Written task 1: According to the variable-naming passage, what specific minimum and maximum password lengths are being encoded?
Written task 2: Check each statement against the variable-naming passage and mark it yes or no, quoting the words that decide it: (a) Chris's style emphasizes the specific lengths themselves. (b) With the author's style, raising the maximum password length to 20 would require changing six places. (c) The author disputes that his style makes readers count string lengths.
Written task 3: Using the variable-naming passage, explain why the author still prefers his original variable names.

--- Text passage ---

I’m fascinated by tradeoffs, and I often drive myself nuts making them – I go back and forth and back and forth and… And at some point, I’ll identify the qualities that I’m trying to trade off (expressiveness, test speed, number of places I’d have to change if the code or the requirements change) and move on. Until the next time I visit that file. Then I’ll go back and forth and back and forth… I am very good at revisiting decisions, and not so good at sticking with a decision I made in the past – even minutes in the past.

Chris’s suggestion points out that there are two pieces of information we’re trying to encode into the name: The idea that passwords have a minimum and maximum valid length, and the specific minimum and maximum (6 and 16 characters). I went with one of those pieces of information, Chris went with the other.

As Chris points out, each style leaves readers to infer something important. With Chris’s style, readers must infer what’s special about any given length. With my style, readers must infer what specific lengths form the boundaries. Neither style expresses both pieces of information explicitly – e.g. that the maximum legal length is 16 characters. There’s a tradeoff here: Which piece of information to express? And by making that tradeoff differently, each style not only expresses one piece of information, but also emphasizes it. My style emphasizes the idea of minimum and maximum lengths; Chris’s style emphasizes the specific lengths themselves.

Also, Chris points out (and I agree) that my style requires readers to count string lengths, a tedious, error-prone chore.

Given all of that: Which style do you prefer? More importantly: What do you prefer about it?

Sometimes I can easily see how to trade off possibilities. Other times I can’t see a clear winner. For those times, I recommend experimenting. Try each possibility. Then pay attention to what happens.

In this case, there’s another criterion I can apply: With Chris’s tests, the length of each password appears three times: Once implicitly in the password itself, once in the declaration of the variable, and once in the test that references each variable. Expressing that specific datum three times is potentially troublesome: If we increase the maximum length of a password to 20, we’d have to change six places (three places for a max length password, three places for a password that’s too long). With my style, we’d have to change only two places: the passwords themselves. The variable names would remain the same.

Though I’m not entirely sure which style emphasizes the more important bit of information, the criterion of “how many places I’d have to change” leaves me preferring the style I used in the article. Chris might still reasonably prefer his style, if the extra expressiveness he perceives is valuable enough to outweigh the extra cost of change.

So far, I still prefer my original variable names to Chris’s. And yet his suggestion, his thoughtful explanation of why he prefers it, and especially the contrast it provides with my original tests, make me wonder: Now that we know what we’re trading off, can we find a way to eliminate the tradeoff altogether? Is there another style that allows us to express all of the information we want to express, and without increasing the cost of change?

--- Information given ---

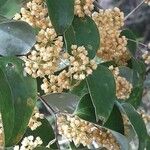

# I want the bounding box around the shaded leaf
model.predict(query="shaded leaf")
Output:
[0,21,36,56]
[118,103,147,150]
[0,68,14,143]
[104,105,124,134]
[42,93,79,113]
[46,0,74,35]
[87,65,116,122]
[0,57,37,146]
[127,58,146,108]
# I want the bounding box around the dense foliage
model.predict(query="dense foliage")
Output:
[0,0,150,150]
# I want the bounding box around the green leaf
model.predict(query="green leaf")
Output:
[118,103,147,150]
[104,105,124,134]
[0,21,36,56]
[46,0,74,35]
[24,119,55,146]
[0,0,26,19]
[87,65,116,122]
[127,58,146,108]
[0,68,14,143]
[121,29,137,56]
[71,80,89,98]
[42,93,79,114]
[74,94,96,123]
[64,25,77,54]
[111,131,129,150]
[0,57,37,146]
[72,16,100,58]
[34,146,53,150]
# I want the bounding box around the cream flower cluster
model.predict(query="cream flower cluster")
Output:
[145,0,150,6]
[41,45,97,93]
[92,8,129,65]
[142,51,150,65]
[24,31,63,78]
[14,136,43,150]
[74,0,94,17]
[28,107,44,131]
[14,0,63,78]
[109,66,133,100]
[57,114,120,150]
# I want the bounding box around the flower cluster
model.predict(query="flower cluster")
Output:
[57,114,120,150]
[145,0,150,6]
[28,107,44,131]
[74,0,94,17]
[41,45,97,93]
[109,66,133,100]
[142,51,150,65]
[14,136,43,150]
[14,0,63,78]
[92,8,130,65]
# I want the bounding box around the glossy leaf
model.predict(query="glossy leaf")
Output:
[111,131,129,150]
[0,57,37,146]
[127,58,146,108]
[42,93,79,114]
[104,105,124,134]
[87,65,116,122]
[46,0,74,35]
[0,21,36,56]
[121,29,137,56]
[118,103,147,150]
[0,68,14,143]
[72,16,100,58]
[74,94,96,123]
[24,119,55,146]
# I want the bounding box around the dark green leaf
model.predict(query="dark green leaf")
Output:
[111,131,129,150]
[34,146,53,150]
[46,0,74,35]
[127,58,146,108]
[121,29,137,56]
[71,80,88,98]
[24,119,55,146]
[72,16,100,58]
[74,94,96,123]
[0,69,14,143]
[43,93,79,114]
[118,103,147,150]
[104,105,124,134]
[0,57,37,146]
[0,21,36,56]
[87,65,116,121]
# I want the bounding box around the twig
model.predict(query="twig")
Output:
[124,0,145,21]
[127,38,148,48]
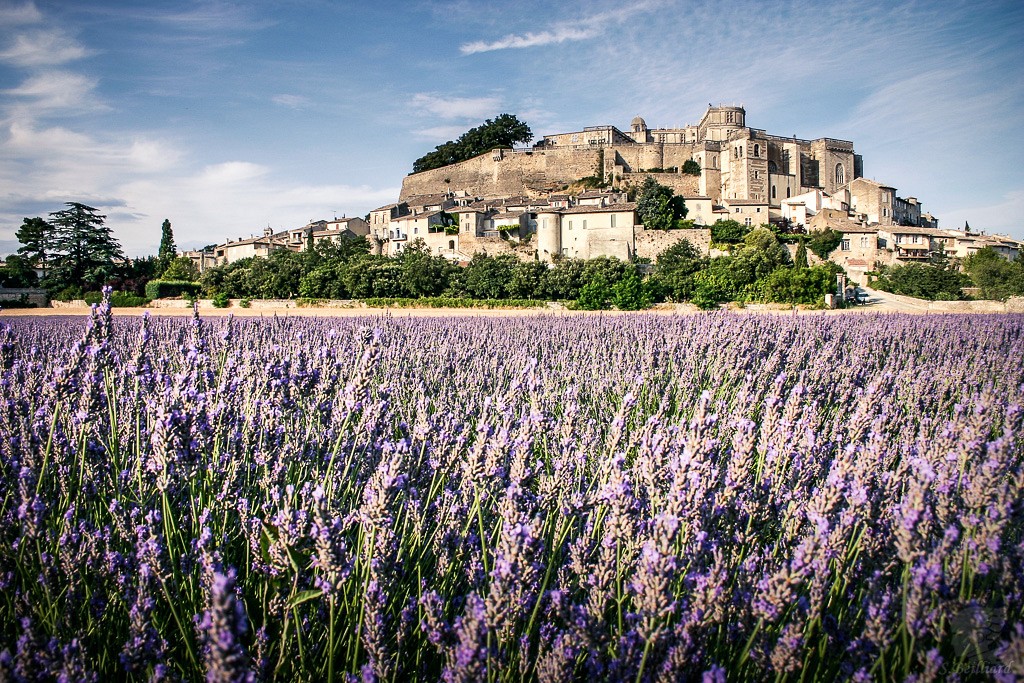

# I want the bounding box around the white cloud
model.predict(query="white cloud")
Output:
[0,2,43,26]
[459,27,601,54]
[199,161,267,185]
[413,92,502,119]
[270,94,311,110]
[939,188,1024,240]
[0,30,89,67]
[3,71,106,112]
[459,0,671,54]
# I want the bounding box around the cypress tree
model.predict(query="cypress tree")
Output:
[157,218,178,272]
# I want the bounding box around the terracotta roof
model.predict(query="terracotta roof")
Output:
[561,202,637,213]
[391,209,443,223]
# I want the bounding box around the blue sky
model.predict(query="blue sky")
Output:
[0,0,1024,256]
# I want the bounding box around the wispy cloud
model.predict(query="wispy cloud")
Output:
[270,94,311,110]
[0,30,90,67]
[0,2,43,26]
[2,71,106,114]
[459,27,602,54]
[413,92,502,119]
[459,0,665,54]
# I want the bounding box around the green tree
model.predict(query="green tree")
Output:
[731,227,792,287]
[158,256,199,283]
[807,228,843,261]
[793,240,808,268]
[874,263,971,300]
[711,218,751,244]
[157,218,178,272]
[463,254,518,299]
[758,263,838,304]
[611,264,652,310]
[654,240,708,301]
[508,261,548,299]
[397,239,458,297]
[964,247,1024,299]
[575,273,613,310]
[49,202,124,289]
[0,254,39,288]
[541,258,585,301]
[14,216,53,279]
[413,114,534,173]
[637,175,688,230]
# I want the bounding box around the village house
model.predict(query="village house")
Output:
[214,227,289,265]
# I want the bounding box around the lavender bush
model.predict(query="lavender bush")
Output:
[0,296,1024,681]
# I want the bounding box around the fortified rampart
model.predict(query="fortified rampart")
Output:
[398,150,601,202]
[633,227,711,259]
[398,143,703,202]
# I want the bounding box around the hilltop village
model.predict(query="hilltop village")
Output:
[184,105,1021,284]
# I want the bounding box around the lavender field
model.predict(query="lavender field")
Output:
[0,307,1024,681]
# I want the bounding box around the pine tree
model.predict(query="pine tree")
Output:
[157,218,178,272]
[50,202,124,288]
[14,216,53,278]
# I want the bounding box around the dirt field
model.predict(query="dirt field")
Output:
[0,290,1020,317]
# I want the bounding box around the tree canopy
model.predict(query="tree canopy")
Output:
[637,175,688,230]
[964,247,1024,299]
[413,114,534,173]
[49,202,124,288]
[14,216,53,278]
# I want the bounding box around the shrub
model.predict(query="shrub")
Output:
[807,230,843,261]
[711,218,751,244]
[874,263,972,301]
[611,267,651,310]
[145,280,200,299]
[82,292,150,308]
[754,265,836,304]
[575,275,612,310]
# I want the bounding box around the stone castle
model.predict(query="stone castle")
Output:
[400,105,863,224]
[188,104,1019,282]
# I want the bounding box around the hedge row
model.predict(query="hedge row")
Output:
[145,280,201,299]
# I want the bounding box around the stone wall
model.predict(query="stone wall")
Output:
[399,143,700,201]
[634,226,711,259]
[399,148,601,201]
[622,173,700,197]
[0,287,49,306]
[459,233,537,261]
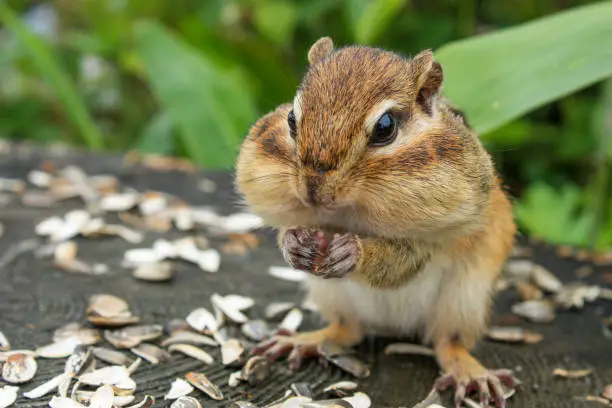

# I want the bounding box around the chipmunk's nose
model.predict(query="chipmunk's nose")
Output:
[306,172,334,207]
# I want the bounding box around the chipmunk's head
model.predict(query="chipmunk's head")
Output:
[237,37,492,239]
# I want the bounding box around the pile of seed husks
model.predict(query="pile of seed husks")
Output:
[0,162,612,408]
[0,166,371,408]
[0,294,371,408]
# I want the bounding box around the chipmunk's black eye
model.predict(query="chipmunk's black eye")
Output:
[287,109,297,139]
[370,112,397,146]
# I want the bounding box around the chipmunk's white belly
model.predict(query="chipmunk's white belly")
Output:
[307,262,449,335]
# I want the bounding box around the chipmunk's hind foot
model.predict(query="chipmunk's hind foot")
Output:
[434,367,521,408]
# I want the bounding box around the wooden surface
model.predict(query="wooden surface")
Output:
[0,144,612,408]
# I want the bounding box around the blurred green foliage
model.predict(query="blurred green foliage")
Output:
[0,0,612,249]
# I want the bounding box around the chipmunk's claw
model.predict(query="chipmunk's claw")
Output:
[282,228,325,272]
[434,369,521,408]
[315,234,361,279]
[251,333,320,370]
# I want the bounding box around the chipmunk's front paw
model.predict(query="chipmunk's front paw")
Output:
[313,234,361,279]
[282,228,326,272]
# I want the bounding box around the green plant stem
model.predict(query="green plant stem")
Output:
[457,0,476,37]
[590,78,612,248]
[0,0,103,149]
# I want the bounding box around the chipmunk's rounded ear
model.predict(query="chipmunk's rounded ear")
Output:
[308,37,334,65]
[410,50,444,115]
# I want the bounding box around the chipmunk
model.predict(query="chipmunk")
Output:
[236,37,520,407]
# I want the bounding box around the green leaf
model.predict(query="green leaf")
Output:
[134,112,174,155]
[253,0,298,46]
[0,1,103,149]
[514,182,595,246]
[135,21,257,168]
[346,0,406,45]
[436,1,612,133]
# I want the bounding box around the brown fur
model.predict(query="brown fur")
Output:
[236,37,515,392]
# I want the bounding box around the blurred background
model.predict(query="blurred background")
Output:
[0,0,612,250]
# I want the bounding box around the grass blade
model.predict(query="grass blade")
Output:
[436,1,612,133]
[135,21,257,168]
[0,1,103,149]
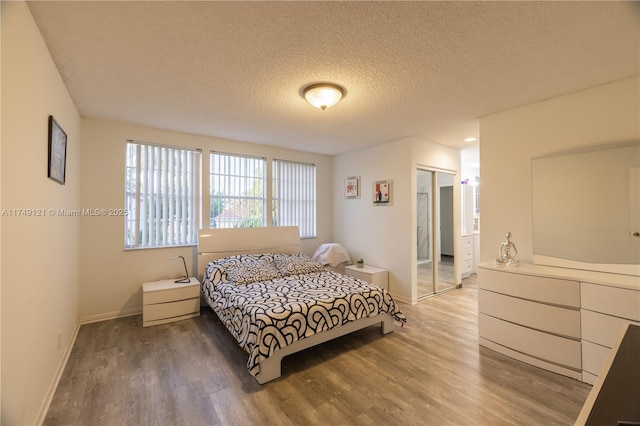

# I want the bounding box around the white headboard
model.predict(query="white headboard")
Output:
[198,226,300,279]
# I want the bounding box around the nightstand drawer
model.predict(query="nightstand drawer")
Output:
[143,283,200,305]
[142,298,200,322]
[142,277,200,327]
[344,265,389,290]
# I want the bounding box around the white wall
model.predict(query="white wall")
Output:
[480,76,640,262]
[1,2,80,425]
[80,118,332,321]
[332,138,460,302]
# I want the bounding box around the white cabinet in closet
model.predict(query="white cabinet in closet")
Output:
[462,235,473,278]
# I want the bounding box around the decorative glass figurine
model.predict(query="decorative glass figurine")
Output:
[496,232,520,266]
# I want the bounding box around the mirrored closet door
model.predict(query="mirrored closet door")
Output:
[416,169,455,300]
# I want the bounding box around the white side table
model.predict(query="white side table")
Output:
[142,277,200,327]
[344,265,389,290]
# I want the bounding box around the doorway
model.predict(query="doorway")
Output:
[416,169,456,300]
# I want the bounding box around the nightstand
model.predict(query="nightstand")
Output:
[142,277,200,327]
[344,265,389,290]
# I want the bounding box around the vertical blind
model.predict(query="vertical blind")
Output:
[125,141,201,248]
[209,152,266,228]
[273,160,316,238]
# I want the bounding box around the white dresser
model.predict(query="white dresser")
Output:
[478,263,640,384]
[142,277,200,327]
[580,278,640,384]
[344,265,389,290]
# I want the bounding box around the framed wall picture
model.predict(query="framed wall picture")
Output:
[48,115,67,185]
[344,176,360,199]
[373,180,392,206]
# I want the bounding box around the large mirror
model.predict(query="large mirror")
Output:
[531,140,640,275]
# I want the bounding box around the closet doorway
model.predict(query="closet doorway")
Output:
[416,169,456,300]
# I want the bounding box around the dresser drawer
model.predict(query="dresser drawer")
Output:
[478,268,580,308]
[478,313,582,370]
[580,282,640,321]
[143,283,200,305]
[478,290,580,339]
[142,299,200,322]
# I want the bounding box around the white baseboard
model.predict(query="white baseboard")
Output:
[80,307,142,324]
[34,323,80,425]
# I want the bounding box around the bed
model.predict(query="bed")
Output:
[198,226,406,384]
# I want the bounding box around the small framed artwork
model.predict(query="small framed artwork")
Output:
[373,180,392,206]
[48,115,67,185]
[344,176,360,199]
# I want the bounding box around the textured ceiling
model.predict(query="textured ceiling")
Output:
[28,1,640,154]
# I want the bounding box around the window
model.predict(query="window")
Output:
[209,152,266,228]
[273,160,316,238]
[125,141,201,248]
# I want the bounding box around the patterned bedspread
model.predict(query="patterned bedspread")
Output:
[202,255,406,376]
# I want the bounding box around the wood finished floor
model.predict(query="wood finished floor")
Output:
[44,276,591,426]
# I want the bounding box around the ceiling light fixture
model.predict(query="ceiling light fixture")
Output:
[302,83,345,111]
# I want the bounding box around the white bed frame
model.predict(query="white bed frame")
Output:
[198,226,394,384]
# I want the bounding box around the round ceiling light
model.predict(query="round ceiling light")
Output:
[302,83,344,111]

---

Worked answer 1: 6 and 16 characters.

Worked answer 2:
(a) Yes: "Chris’s style emphasizes the specific lengths themselves."
(b) No: "With my style, we’d have to change only two places: the passwords themselves."
(c) No: "Chris points out (and I agree) that my style requires readers to count string lengths"

Worked answer 3: Chris's style repeats each password's length three times: in the password, in the variable declaration, and in the test that references it. Raising the maximum length to 20 would then mean changing six places, while the author's style needs changes in only two places, the passwords themselves. That criterion of "how many places I’d have to change" leads him to prefer his own style.